» **Stated goal 1**:
Using the remarks on local news funding below, mark each statement yes or no and quote the words that decide it: (a) the CRTC confirmed eligibility for the fund in June; (b) the funding received so far includes money from streamers; (c) the Federal Court of Appeal has already ruled on the streamers' appeal.
» **Stated goal 2**:
Carry on the remarks on local news funding from the point after their final sentence.

** Begin Given text **

Thanks, Doug. So I'll move on to slide 10. I'll note a few things from the past quarter and what we're watching closely on the reg front. We started to receive some funding from the Independent Local News Fund, that's the ILNF, after the CRTC confirmed our eligibility in June. This is just the portion that is currently funded by Canadian BDUs, so it doesn't include anything from streamers who have yet to begin paying in. Taking a step back, you'll recall that in 2024, the CRTC decided that large standalone streamers would have to contribute a percentage of their previous year's Canadian broadcast revenues to various funds supporting Canadian broadcast policy priorities, and that would include the IL&F. Supporting independent local news broadcasters is absolutely critical. not just to meet policy objectives, but frankly, to Canadians and our democracy. It is domestic broadcasters, like Chorus, and not any streamers or foreign media giants who provide fair, objective news to communities across the country. So the CRTC has estimated that the streamer contribution to ALNS could exceed $40 million per year. However, some of the international streamers appealed to CRTC's decision, as you might recall, and that's been temporarily stayed. The appeal was heard by the Federal Court of Appeal at the beginning of the summer, and we are still waiting for a decision. We hope for an outcome that ensures these foreign players will finally start contributing to the Canadian system, but we don't have specific timing or funding numbers for course to share at this time. I also wanted to mention that we took part in the CRTC's public hearings in the past few months, including on market and structural dynamics earlier in the summer, and then most recently in the hearings relating to audio. I won't comment on anything specifically that is in front of the regulators, but thematically, We continue to urge the Commission to implement measures to level the playing field between broadcasters and distributors, both traditional and online. As we've said before, we are for smarter, not necessarily more rules, that address the realities of our industry and the competitive environment we face and have faced for more than a decade. We need a fair and properly governed playing field to do what we do best, bring Canadians the most popular content and use they want and need. On that note, I'm going to turn it back to John for some final comments.

** End Given text **
** Begin Extracted entries **

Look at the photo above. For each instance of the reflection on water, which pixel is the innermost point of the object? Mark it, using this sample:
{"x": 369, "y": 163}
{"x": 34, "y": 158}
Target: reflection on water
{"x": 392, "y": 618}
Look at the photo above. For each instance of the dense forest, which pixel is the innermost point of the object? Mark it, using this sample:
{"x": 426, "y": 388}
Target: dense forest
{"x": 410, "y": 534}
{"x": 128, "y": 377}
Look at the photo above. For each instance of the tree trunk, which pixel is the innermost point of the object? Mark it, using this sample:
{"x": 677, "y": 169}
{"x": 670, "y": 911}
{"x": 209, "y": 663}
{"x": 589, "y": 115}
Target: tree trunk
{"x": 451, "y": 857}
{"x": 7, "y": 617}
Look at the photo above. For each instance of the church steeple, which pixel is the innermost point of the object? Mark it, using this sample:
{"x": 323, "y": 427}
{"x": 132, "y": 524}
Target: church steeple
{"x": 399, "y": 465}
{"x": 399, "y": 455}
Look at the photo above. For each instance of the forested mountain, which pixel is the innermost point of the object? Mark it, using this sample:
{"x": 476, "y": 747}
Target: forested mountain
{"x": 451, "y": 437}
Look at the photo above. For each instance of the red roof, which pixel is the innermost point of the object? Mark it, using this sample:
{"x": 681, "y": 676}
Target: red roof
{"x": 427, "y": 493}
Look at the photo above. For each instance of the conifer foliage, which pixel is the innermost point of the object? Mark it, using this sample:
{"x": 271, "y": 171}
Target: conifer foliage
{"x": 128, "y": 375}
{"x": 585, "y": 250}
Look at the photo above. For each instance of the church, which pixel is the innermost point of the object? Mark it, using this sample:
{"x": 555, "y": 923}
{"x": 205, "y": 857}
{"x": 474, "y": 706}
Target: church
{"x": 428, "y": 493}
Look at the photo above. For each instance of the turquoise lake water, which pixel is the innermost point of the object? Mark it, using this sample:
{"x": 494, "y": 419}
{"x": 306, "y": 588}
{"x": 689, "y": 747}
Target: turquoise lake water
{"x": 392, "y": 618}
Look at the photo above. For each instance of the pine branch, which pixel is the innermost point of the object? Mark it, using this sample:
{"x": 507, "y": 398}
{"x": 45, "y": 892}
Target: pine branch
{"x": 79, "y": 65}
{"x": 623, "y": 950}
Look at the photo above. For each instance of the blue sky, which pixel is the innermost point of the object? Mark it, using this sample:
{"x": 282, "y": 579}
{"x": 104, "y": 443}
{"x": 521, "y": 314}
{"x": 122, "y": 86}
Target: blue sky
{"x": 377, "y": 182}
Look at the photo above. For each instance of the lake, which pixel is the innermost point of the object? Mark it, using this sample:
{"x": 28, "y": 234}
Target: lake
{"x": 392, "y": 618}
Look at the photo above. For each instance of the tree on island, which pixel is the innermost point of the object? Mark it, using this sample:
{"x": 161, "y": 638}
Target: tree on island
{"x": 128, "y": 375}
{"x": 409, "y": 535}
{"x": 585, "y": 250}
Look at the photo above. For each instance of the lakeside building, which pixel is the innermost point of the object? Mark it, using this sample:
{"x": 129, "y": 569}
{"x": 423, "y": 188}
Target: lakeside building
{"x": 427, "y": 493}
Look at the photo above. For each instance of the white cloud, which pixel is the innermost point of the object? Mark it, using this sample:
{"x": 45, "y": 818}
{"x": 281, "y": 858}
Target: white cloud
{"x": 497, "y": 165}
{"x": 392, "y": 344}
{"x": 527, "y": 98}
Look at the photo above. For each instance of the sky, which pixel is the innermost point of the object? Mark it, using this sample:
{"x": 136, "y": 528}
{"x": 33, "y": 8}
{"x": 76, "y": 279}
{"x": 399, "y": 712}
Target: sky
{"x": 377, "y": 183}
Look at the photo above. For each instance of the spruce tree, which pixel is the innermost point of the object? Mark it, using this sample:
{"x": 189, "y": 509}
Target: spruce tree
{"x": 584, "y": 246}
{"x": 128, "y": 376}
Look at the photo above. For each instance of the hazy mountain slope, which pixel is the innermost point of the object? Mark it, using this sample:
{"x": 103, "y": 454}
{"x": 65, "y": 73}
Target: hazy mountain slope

** End Extracted entries **

» **Exercise output 1**:
(a) Yes: "after the CRTC confirmed our eligibility in June."
(b) No: "so it doesn't include anything from streamers who have yet to begin paying in."
(c) No: "and we are still waiting for a decision."

» **Exercise output 2**:
Great, thanks very much. As Jen mentioned, ensuring and supporting the ability of Canadian independent broadcasters like Chorus to provide news is extremely important and reflects what we know Canadians want and need. This year is indeed important for us on the regulatory front and will be a few key areas of focus for us as we move towards a substantive television license renewal process as early as the end of this current fiscal year, and that will be the first time our licenses have been renewed substantively since really almost a decade. We are adapting to changes in the industry, but we need to have some changes to our regulatory framework to create fair competition and provide clear, usable guardrails and processes for all players, particularly domestic independent broadcasters who have been disadvantaged for quite some time. Beyond our diligent regulatory advocacy, building sustainability for our business continues to be a priority as we look forward into 2026. An important aspect of this will be the right sizing of our balance sheet. We're continuing to work on our plan to strengthen our financial foundation with our increased revolver forming another step in that process. I look forward to sharing more details on this front as soon as we can. We will also continue to make smart choices on our programming, our brands, and our services, building on what we do best, which is acquiring and building incredible brands and content that audiences love and that provide value for our clients. Despite headwinds in the advertising and competitive environment, this past year we successfully rebranded and launched Home & Flavor, strategically retired certain lower-performing services, strengthened programming across other ones, and created new digital and advertising offerings, all while reducing our costs significantly. There will be headwinds for our industry this year, but we are committed to strengthening our business and financial foundation, maximizing revenue opportunities, and building audiences and reach with the most popular content and best-in-class news in Canada. Before I take questions, I would like to thank all of our stakeholders, partners and clients for their support, and our incredible teams, of course, for their hard work and dedication. All right, with that, back to you, operator, and we'll take questions.
Thank you. Ladies and gentlemen, we will now begin the question and answer session. Should you have a question, please press star, followed by the one on your touchstone phone. You will hear a prompt that your hand has been raised. Should you wish to decline from the polling process, please press star, followed by the two. If you are using a speakerphone, please lift the handset before pressing any keys. One moment, please, for your first question. Your first question comes from Vince Valentini with TD Cowan. Your line is now open.
Hey, thanks very much. Sorry if I missed it, but on the news funding, can we recap the dollars, like what actually got received so far and what is sort of visible to get received in the next, a few quarters from just the BDUs, and then maybe top up what could be received on top of that if the streamers start playing nice.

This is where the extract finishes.